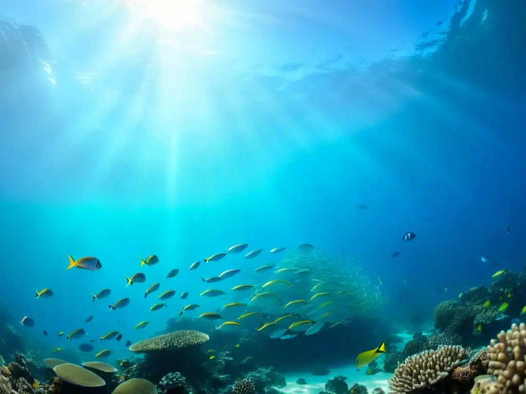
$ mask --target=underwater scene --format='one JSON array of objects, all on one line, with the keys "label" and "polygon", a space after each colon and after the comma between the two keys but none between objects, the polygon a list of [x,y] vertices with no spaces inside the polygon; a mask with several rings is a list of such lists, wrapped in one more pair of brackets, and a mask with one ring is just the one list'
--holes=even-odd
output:
[{"label": "underwater scene", "polygon": [[0,394],[526,392],[523,0],[0,0]]}]

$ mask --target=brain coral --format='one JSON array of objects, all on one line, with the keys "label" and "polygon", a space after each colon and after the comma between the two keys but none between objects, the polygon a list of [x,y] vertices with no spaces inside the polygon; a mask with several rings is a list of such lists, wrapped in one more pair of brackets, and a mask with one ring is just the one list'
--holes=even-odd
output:
[{"label": "brain coral", "polygon": [[207,334],[199,331],[179,330],[139,341],[130,346],[130,350],[136,353],[174,350],[200,345],[209,339]]},{"label": "brain coral", "polygon": [[441,346],[436,350],[419,353],[406,359],[389,379],[394,394],[405,394],[413,390],[429,388],[448,376],[466,357],[461,346]]}]

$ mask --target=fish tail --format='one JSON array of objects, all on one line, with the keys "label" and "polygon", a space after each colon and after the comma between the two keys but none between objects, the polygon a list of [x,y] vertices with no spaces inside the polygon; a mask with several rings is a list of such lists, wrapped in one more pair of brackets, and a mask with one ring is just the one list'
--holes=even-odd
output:
[{"label": "fish tail", "polygon": [[75,259],[73,258],[70,255],[68,254],[67,256],[69,258],[69,266],[66,269],[69,269],[70,268],[73,268],[73,267],[75,266],[76,264],[75,264]]}]

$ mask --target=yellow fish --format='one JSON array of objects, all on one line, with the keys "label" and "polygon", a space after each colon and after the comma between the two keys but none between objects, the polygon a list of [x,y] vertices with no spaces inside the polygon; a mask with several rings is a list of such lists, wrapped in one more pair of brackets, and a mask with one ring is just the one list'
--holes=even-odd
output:
[{"label": "yellow fish", "polygon": [[496,278],[498,276],[500,276],[501,275],[502,275],[502,274],[505,274],[506,273],[507,271],[507,270],[506,270],[506,269],[501,269],[500,271],[498,271],[497,272],[495,272],[494,274],[493,274],[492,275],[491,275],[491,277],[492,278]]},{"label": "yellow fish", "polygon": [[47,287],[41,292],[35,289],[35,292],[36,293],[35,296],[35,298],[49,298],[53,296],[53,291]]},{"label": "yellow fish", "polygon": [[369,365],[377,357],[382,353],[387,351],[386,350],[386,343],[382,342],[378,347],[370,350],[362,352],[356,357],[356,368],[361,368]]}]

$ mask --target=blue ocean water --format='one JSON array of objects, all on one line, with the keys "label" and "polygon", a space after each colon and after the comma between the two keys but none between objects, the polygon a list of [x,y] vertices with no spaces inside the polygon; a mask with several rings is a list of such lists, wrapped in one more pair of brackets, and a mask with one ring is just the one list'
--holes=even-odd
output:
[{"label": "blue ocean water", "polygon": [[[304,243],[380,278],[377,317],[400,325],[523,270],[523,2],[126,3],[0,3],[0,294],[28,337],[74,349],[56,335],[84,328],[128,357],[184,305],[217,306],[201,276],[260,285],[270,249]],[[187,272],[240,243],[257,263]],[[66,271],[68,254],[103,268]],[[156,282],[190,295],[149,312]]]}]

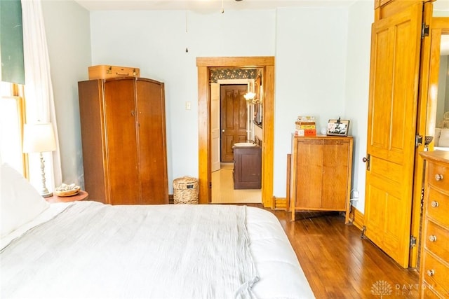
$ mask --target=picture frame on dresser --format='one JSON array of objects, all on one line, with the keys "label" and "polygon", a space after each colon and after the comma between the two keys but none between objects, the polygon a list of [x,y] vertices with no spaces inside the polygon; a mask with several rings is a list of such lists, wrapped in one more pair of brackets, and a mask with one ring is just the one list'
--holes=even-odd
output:
[{"label": "picture frame on dresser", "polygon": [[349,120],[329,120],[328,122],[327,135],[330,136],[348,136],[349,130]]}]

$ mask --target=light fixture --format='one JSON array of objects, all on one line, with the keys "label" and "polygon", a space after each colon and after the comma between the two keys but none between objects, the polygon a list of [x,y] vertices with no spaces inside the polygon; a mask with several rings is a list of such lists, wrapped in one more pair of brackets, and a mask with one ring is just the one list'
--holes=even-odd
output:
[{"label": "light fixture", "polygon": [[[251,91],[251,89],[253,91]],[[251,84],[248,83],[248,91],[243,95],[243,97],[248,104],[254,104],[254,98],[255,97],[255,92],[254,92],[254,86],[251,88]]]},{"label": "light fixture", "polygon": [[52,196],[53,193],[48,192],[47,187],[46,187],[45,165],[42,153],[55,150],[56,141],[51,123],[25,124],[23,131],[23,152],[39,153],[41,181],[42,182],[39,194],[43,197]]},{"label": "light fixture", "polygon": [[255,97],[255,93],[254,92],[246,92],[244,95],[243,97],[245,98],[246,100],[247,101],[252,101],[254,99],[254,98]]}]

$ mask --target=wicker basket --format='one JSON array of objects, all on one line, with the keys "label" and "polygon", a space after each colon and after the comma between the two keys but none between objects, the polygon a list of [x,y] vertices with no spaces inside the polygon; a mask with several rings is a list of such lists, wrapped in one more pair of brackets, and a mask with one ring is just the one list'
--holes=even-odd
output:
[{"label": "wicker basket", "polygon": [[183,176],[173,180],[173,200],[175,204],[198,204],[198,180]]}]

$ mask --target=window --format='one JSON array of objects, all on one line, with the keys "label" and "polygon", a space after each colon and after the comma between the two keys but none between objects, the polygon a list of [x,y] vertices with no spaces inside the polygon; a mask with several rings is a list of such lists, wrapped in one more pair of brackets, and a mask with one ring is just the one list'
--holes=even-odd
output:
[{"label": "window", "polygon": [[22,153],[25,122],[23,85],[1,82],[0,90],[0,156],[3,162],[28,177],[27,156]]}]

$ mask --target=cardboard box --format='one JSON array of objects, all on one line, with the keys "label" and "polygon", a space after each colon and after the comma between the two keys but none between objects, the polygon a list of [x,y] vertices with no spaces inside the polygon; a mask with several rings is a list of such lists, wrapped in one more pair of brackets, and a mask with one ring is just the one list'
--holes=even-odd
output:
[{"label": "cardboard box", "polygon": [[137,67],[94,65],[88,67],[89,80],[107,79],[115,77],[140,77],[140,69]]}]

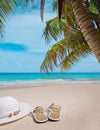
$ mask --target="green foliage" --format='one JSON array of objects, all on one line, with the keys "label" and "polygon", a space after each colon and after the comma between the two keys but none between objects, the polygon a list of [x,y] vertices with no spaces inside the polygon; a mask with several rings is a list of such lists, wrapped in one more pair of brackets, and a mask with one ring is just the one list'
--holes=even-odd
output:
[{"label": "green foliage", "polygon": [[63,30],[66,27],[66,20],[58,20],[58,17],[51,19],[46,22],[46,27],[43,31],[46,43],[50,43],[52,39],[58,40],[58,37],[63,34]]},{"label": "green foliage", "polygon": [[94,14],[99,14],[98,8],[94,5],[94,3],[90,3],[89,10],[93,12]]}]

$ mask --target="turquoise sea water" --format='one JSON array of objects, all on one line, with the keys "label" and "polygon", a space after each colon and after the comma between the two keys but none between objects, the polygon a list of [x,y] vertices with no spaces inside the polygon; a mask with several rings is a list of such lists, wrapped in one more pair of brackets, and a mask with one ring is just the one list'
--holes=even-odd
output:
[{"label": "turquoise sea water", "polygon": [[100,81],[100,73],[0,73],[0,84],[50,80]]}]

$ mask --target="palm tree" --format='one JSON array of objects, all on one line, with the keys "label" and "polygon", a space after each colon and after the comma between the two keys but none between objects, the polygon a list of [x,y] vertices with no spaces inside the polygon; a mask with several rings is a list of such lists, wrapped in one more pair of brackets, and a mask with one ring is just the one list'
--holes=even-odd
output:
[{"label": "palm tree", "polygon": [[87,41],[92,52],[97,57],[98,62],[100,62],[100,39],[89,19],[86,9],[82,4],[82,0],[58,0],[59,18],[61,17],[64,5],[68,2],[71,2],[72,4],[75,19],[81,29],[85,40]]},{"label": "palm tree", "polygon": [[[68,20],[70,24],[72,24],[71,20],[72,17],[70,15]],[[40,67],[41,72],[53,71],[54,67],[58,67],[59,65],[61,66],[61,70],[69,69],[75,62],[91,54],[91,49],[78,27],[67,28],[66,25],[66,20],[61,18],[59,21],[58,17],[46,22],[43,32],[46,43],[49,43],[51,39],[57,41],[61,35],[64,36],[64,39],[54,44],[46,53]]]},{"label": "palm tree", "polygon": [[[57,9],[57,3],[54,3],[53,10]],[[91,54],[91,49],[84,39],[79,26],[75,22],[71,4],[66,5],[66,18],[64,16],[58,20],[58,17],[46,22],[43,32],[46,43],[51,39],[57,41],[60,35],[64,35],[64,39],[57,42],[46,54],[41,65],[41,71],[53,70],[56,66],[61,66],[61,70],[70,68],[76,61],[82,57]],[[89,12],[91,21],[98,18],[98,14]]]},{"label": "palm tree", "polygon": [[[41,0],[41,1],[42,1],[41,12],[43,14],[43,4],[45,3],[45,0]],[[65,10],[66,4],[71,3],[75,19],[81,29],[81,32],[85,40],[87,41],[89,47],[91,48],[92,52],[97,57],[98,62],[100,62],[100,39],[98,37],[97,31],[94,29],[89,19],[87,10],[84,8],[82,4],[83,1],[82,0],[58,0],[59,19],[61,18],[62,11],[66,17],[67,14]],[[88,3],[88,0],[86,0],[86,2]]]}]

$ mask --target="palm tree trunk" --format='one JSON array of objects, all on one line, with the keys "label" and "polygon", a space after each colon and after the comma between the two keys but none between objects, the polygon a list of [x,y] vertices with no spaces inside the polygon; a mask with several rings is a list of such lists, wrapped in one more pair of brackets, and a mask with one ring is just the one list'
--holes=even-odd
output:
[{"label": "palm tree trunk", "polygon": [[72,0],[72,6],[75,19],[80,26],[83,36],[100,63],[100,39],[89,20],[88,14],[82,5],[82,1]]}]

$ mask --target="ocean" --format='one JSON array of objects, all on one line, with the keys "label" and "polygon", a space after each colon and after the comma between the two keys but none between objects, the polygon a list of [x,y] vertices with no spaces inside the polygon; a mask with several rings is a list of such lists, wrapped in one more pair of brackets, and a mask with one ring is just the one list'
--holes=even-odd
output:
[{"label": "ocean", "polygon": [[100,73],[0,73],[0,86],[64,81],[100,83]]}]

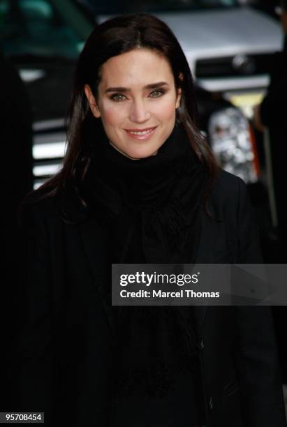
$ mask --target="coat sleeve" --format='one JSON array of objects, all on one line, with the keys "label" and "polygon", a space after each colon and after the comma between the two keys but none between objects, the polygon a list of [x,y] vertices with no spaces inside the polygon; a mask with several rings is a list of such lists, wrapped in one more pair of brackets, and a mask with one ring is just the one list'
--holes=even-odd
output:
[{"label": "coat sleeve", "polygon": [[[238,262],[261,263],[262,255],[251,205],[244,183],[239,181]],[[282,384],[269,306],[237,306],[236,360],[246,427],[286,426]]]},{"label": "coat sleeve", "polygon": [[57,361],[52,324],[49,239],[36,205],[24,208],[20,226],[17,292],[15,391],[17,410],[45,412],[52,426],[57,399]]}]

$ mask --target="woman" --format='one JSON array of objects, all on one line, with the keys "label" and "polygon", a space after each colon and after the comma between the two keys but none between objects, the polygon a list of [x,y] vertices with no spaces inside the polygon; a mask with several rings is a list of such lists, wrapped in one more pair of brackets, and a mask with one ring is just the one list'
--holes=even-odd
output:
[{"label": "woman", "polygon": [[246,187],[197,130],[189,67],[163,22],[95,29],[68,141],[22,214],[19,407],[53,426],[285,426],[267,308],[111,306],[112,262],[261,262]]}]

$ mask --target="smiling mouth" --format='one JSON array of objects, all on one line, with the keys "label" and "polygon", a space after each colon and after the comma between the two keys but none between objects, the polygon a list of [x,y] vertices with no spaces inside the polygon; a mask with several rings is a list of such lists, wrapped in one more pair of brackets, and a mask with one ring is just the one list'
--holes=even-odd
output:
[{"label": "smiling mouth", "polygon": [[125,129],[126,132],[133,137],[144,139],[152,135],[156,126],[154,128],[146,128],[145,129]]}]

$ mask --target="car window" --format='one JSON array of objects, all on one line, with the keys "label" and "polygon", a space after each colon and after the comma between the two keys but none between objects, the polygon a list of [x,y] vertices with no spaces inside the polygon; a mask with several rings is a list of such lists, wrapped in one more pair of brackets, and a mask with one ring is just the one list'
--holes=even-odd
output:
[{"label": "car window", "polygon": [[0,48],[6,55],[74,59],[82,42],[54,2],[0,0]]}]

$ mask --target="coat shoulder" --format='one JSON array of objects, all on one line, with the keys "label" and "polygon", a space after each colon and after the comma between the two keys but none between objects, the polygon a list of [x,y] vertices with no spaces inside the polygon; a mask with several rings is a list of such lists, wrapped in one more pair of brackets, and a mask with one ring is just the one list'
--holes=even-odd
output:
[{"label": "coat shoulder", "polygon": [[236,207],[246,195],[247,187],[243,179],[221,169],[219,170],[210,195],[210,202],[214,208]]}]

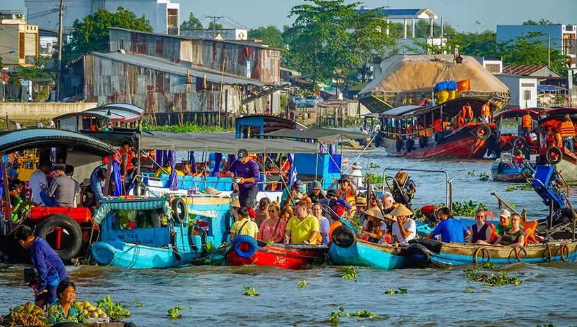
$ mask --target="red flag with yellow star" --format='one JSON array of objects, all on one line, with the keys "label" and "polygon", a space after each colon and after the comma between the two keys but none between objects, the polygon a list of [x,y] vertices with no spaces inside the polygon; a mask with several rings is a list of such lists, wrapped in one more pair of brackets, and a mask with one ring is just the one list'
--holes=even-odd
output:
[{"label": "red flag with yellow star", "polygon": [[457,90],[460,92],[471,90],[471,79],[457,82]]}]

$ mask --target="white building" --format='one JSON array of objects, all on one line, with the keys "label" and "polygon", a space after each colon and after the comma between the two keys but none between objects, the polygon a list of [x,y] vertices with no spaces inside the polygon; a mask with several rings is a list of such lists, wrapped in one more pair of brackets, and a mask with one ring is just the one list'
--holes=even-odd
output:
[{"label": "white building", "polygon": [[[24,0],[28,10],[28,24],[41,29],[58,29],[60,0]],[[65,10],[63,26],[68,31],[75,19],[92,15],[98,8],[115,13],[118,7],[144,15],[150,22],[154,33],[178,35],[180,29],[180,4],[170,0],[64,0]]]}]

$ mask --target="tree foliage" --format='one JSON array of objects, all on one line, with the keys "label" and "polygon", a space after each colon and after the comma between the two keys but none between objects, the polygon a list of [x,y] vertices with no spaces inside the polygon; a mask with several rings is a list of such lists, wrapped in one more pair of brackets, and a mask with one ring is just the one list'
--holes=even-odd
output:
[{"label": "tree foliage", "polygon": [[63,61],[66,62],[94,51],[108,51],[111,27],[152,32],[152,26],[144,15],[138,17],[131,11],[118,7],[116,13],[99,8],[92,15],[74,20],[72,32],[63,45]]},{"label": "tree foliage", "polygon": [[204,26],[202,26],[202,22],[195,17],[195,14],[191,11],[188,15],[188,20],[185,20],[180,24],[180,29],[204,29]]},{"label": "tree foliage", "polygon": [[306,0],[292,8],[295,22],[285,30],[291,61],[317,81],[346,80],[359,66],[384,54],[392,38],[382,33],[385,17],[375,8],[360,13],[360,3],[344,0]]},{"label": "tree foliage", "polygon": [[269,25],[266,27],[261,26],[249,30],[248,38],[262,40],[263,42],[276,47],[281,47],[284,44],[282,32],[274,25]]}]

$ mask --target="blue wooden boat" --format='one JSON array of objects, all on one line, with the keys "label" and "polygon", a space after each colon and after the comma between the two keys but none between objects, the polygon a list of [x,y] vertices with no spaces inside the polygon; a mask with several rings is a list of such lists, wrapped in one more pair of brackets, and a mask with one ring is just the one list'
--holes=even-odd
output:
[{"label": "blue wooden boat", "polygon": [[[104,266],[149,269],[187,265],[206,256],[204,246],[209,242],[218,247],[226,239],[230,223],[225,223],[225,217],[229,209],[229,198],[208,196],[105,200],[94,216],[97,223],[101,222],[101,240],[90,251],[94,260]],[[124,217],[137,211],[160,213],[167,223],[122,229]]]},{"label": "blue wooden boat", "polygon": [[347,227],[336,228],[329,254],[333,264],[360,266],[377,269],[392,270],[404,268],[408,263],[406,248],[377,244],[358,239]]},{"label": "blue wooden boat", "polygon": [[481,262],[505,264],[521,262],[532,264],[550,261],[574,262],[577,260],[577,241],[556,240],[515,248],[421,239],[409,245],[407,252],[413,263],[421,266]]}]

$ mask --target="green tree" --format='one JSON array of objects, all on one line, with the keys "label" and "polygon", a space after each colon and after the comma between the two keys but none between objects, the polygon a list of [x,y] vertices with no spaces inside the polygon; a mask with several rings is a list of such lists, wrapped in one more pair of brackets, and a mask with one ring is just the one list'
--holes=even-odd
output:
[{"label": "green tree", "polygon": [[288,42],[291,59],[314,83],[333,79],[346,83],[353,70],[391,44],[391,38],[384,33],[385,16],[377,13],[381,8],[360,13],[357,11],[359,4],[306,0],[291,10],[288,17],[296,19],[284,33],[292,34]]},{"label": "green tree", "polygon": [[274,25],[249,30],[248,38],[262,40],[264,43],[276,47],[281,47],[284,44],[282,32]]},{"label": "green tree", "polygon": [[[106,9],[98,10],[72,24],[72,32],[63,45],[63,62],[94,51],[108,49],[108,33],[111,27],[152,32],[152,26],[144,15],[138,17],[131,11],[118,7],[116,13]],[[54,56],[56,58],[57,54]]]},{"label": "green tree", "polygon": [[202,26],[202,22],[195,17],[195,14],[191,11],[188,15],[188,20],[185,20],[180,24],[180,29],[204,29],[204,26]]}]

——

Instructions to follow: Show each line of the listing above that contains the string "shoulder". The match is case-sensitive.

The completed task:
$ mask --target="coat shoulder" --format='one JSON array of objects, all on one line, with the keys "label" and "polygon", a space after each colon and after the comma between the two keys but none between objects, the polygon a list of [x,y] vertices with no spaces inside the polygon; a mask with several rings is a list of such lists, wrapped in one more pair of brackets, and a mask with one ring is just the one list'
[{"label": "coat shoulder", "polygon": [[236,207],[246,195],[247,187],[243,179],[221,169],[219,170],[210,195],[210,202],[214,208]]}]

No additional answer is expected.